GIVEN TEXT
******************************

Cellulose is only available as lose-fill (blown) material. We consider it the most effective, efficient, longest-lasting and safest material you can use. Cellulose has many advantages over fiberglass; it has a lifetime warranty, is permanently non-flammable and resistant to rodents, insects, and mold. It also has soundproofing qualities and does not itch. Best of all cellulose is non-toxic, safe and environmentally friendly.
Cellulose has many advantages over fiberglass. Cellulose attains an R-30 rating with 8.1 inches of thickness, whereas fiberglass need to be about 12-inches thick to achieve the same performance, this makes cellulose far more effective per inch. Unlike fiberglass, cellulose has no hazard/warning labels. The product is rigorously tested and approved by the Consumer Products Safety Commission, OSHA and the Underwriters Laboratories, UL label.
An additional benefit of the cellulose being treated with borate is that it is resistant to insects, rodents, molds, mildew and fungus. Cellulose is also very earth-friendly in that it is made from almost entirely recycled products. Cellulose also has excellent sound-reducing qualities too; homeowners frequently report a quieter home after it’s insulated.
Fiberglass is available in two forms; as battling (rolled) or as loose-fill (blown) material. Many homeowners typically feel they want rolled insulation, but once they do the research they find otherwise. Fiberglass insulation, whether rolled or blown, has several negative characteristics of significant concern.
Fiberglass is glass fibers; the fibers are very small, rigid and sharp. On account of this, all fiberglass products have a hazard/warning label on them clearly relating to the danger of cancer, upper respiratory irritation, and other related illness.

******************************

DATASET EXTRACT

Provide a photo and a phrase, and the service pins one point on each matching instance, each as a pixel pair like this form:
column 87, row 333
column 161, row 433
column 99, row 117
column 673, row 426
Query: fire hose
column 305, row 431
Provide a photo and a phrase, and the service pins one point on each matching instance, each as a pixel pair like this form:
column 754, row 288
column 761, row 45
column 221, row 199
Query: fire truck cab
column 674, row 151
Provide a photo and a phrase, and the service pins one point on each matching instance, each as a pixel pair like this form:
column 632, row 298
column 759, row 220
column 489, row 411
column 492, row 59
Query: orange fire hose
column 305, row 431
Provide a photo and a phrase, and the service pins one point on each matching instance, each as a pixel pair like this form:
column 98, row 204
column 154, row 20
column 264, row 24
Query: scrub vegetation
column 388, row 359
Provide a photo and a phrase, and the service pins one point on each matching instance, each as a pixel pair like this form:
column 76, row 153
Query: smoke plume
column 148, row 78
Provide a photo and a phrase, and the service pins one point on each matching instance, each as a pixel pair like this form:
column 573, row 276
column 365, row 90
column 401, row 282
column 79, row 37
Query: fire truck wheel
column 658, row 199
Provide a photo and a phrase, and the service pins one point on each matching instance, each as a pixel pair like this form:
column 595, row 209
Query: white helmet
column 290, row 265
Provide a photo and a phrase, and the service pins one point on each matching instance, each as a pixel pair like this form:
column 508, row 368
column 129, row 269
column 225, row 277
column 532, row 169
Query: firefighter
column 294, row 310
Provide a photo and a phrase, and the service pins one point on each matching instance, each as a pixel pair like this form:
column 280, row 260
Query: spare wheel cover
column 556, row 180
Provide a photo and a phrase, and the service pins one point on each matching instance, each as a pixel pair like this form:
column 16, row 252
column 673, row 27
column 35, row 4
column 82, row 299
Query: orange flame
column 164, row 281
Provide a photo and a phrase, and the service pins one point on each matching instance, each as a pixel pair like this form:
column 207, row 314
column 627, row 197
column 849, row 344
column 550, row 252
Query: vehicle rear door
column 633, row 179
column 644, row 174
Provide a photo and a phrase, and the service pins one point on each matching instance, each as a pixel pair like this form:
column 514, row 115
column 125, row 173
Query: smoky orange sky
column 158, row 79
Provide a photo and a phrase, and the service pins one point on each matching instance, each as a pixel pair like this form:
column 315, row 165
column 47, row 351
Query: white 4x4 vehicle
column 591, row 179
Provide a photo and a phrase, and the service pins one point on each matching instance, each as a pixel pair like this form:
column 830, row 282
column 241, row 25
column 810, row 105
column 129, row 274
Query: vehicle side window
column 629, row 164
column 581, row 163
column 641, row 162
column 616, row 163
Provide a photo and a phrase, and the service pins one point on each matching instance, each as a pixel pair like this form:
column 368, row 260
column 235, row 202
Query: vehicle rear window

******************************

Continue the text on cellulose and fiberglass insulation from the point where it stops. The listing has nothing to do with the work asked here.

ANSWER TO THE PROBLEM
Blown fiberglass is known for settling and packing after it’s installed. Much like cotton candy that it resembles, the very nature of blowing Fiberglass tends to fluff the material up, the product then settles over time. The rolled fiberglass minimizes the fluffing-effect, but the rolled-in application by its nature is several strips that run between the ceiling joists. It doesn’t seal over the top of the framing and has a compromised fit around the plumbing, piping and conduit that runs throughout the attic, so while the rolled Fiberglass won’t settle and pack as much, it’s a compromised fit to begin with.
Fiberglass does not have any insect or termite resistant qualities; in fact, fiberglass makes a splendid home for rodents and vermin. Quite often we find evidence of rats and mice living in the fiberglass. Given some moisture, fiberglass also provides an excellent media for mold & mildew to grow and foster. By comparison, Cellulose is mold, mildew, and fungal resistant, as well as rodent and insect resistant.